#### 抜粋
【自主レポート】

第34回兵庫自治研集会
第11分科会 地域から考える「人権」「平和」

 地域における平和運動の取り組みの報告として、明石に於ける平和運動体としての「ピースネット明石」の取り組みの報告と、平和イベントとして多くの団体・市民の方と共に取り組んでいる「ピースフェスタ明石」の取り組みを紹介するとともに、全国の地域にある自治体労働者の使命として、地域の労働運動、平和運動を積極的に担っていく必要があるのではと問いかける。



ピースネット明石&ピースフェスタ明石
明石に於ける地域の平和運動について

兵庫県本部/明石市職員労働組合・副委員長 狩郷 將弘

1. ピースネット明石

(1) 有事法制に反対するネットワーク明石を発足
 今から10年前の2002年に、当時の自民党を中心とする政府与党は、有事法制3法案(「武力攻撃事態における我が国の平和と独立並びに国および国民の安全の確保に関する法案(武力攻撃事態法案)」「自衛隊法改正案」「安全保障会議設置法改正案」)を国会に提出しました。
########
§ **作業指示**:
#1 明石の平和運動に関する報告から、「地域における平和運動の取り組」から「案」)を国会に提出しました。」までの部分をそのまま書き出してください。
#2 明石の平和運動に関する報告によると、2002年に当時の政府与党が国会に提出したのは何という法案ですか。
#3 明石の平和運動に関する報告を、示されている最後の文の後から書き継いでください。
#### データ欄
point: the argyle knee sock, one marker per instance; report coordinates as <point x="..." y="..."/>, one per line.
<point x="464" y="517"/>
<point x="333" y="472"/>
########
§ **記述解答**:
#1
地域における平和運動の取り組みの報告として、明石に於ける平和運動体としての「ピースネット明石」の取り組みの報告と、平和イベントとして多くの団体・市民の方と共に取り組んでいる「ピースフェスタ明石」の取り組みを紹介するとともに、全国の地域にある自治体労働者の使命として、地域の労働運動、平和運動を積極的に担っていく必要があるのではと問いかける。



ピースネット明石&ピースフェスタ明石
明石に於ける地域の平和運動について

兵庫県本部/明石市職員労働組合・副委員長 狩郷 將弘

1. ピースネット明石

(1) 有事法制に反対するネットワーク明石を発足
 今から10年前の2002年に、当時の自民党を中心とする政府与党は、有事法制3法案(「武力攻撃事態における我が国の平和と独立並びに国および国民の安全の確保に関する法案(武力攻撃事態法案)」「自衛隊法改正案」「安全保障会議設置法改正案」)を国会に提出しました。

#2 有事法制3法案で、武力攻撃事態法案、自衛隊法改正案、安全保障会議設置法改正案の三つです。

#3
 これらの法案は、今までの米国支援の「新ガイドライン法」「周辺事態法」「テロ対策特措法」などの法を更に踏み込んで、日本自体が米国とともに戦争に参画できるようにするもので、平和憲法と言われている日本国憲法の精神を大きく踏みにじり、日本国民を戦時体制へと引きずり込む内容となっています。
 そのため、私たちはこれらの有事法制に断固反対の立場で自治労や県下の他の自治体の仲間とも共同歩調を取りながら様々な行動をしてきています。
 また、明石の地でも“今の危険な政治情勢の中で声を上げなくてもいいのか”となり、地域の様々な団体・個人などに呼びかけて「有事法制に反対するネットワーク明石」を発足させ、2002年5月31日に明石駅前のアスピアの7階にある明石市生涯学習センターの学習室で「有事法制に反対する緊急市民集会」を開催し、神戸大学教授の和田進さんから「私たちにとって有事法制とは」と題して有事法制の問題点を具体的な例もあげながら分かりやすい講演をしてもらいました。
  集会開催前の5月28日には明石駅前で街頭宣伝行動を行うとともに、各新聞社へも働きかけて新聞記事で取り上げてもらうなどしながら広く市民にも呼びかけをし、集会当日には会場を埋め尽くす100人程の市民、労働者の方が参加してくれました。
 また、明石市議会に対しても「有事三法案の撤回を求める請願」を出し、政府に対して「有事三法案を撤回し、憲法を生かした平和外交を進める」ように意見書を提出することを明石市職労の組織内議員である永井俊作市議会議員などの紹介で2002年6月11日に提出するなどもしました。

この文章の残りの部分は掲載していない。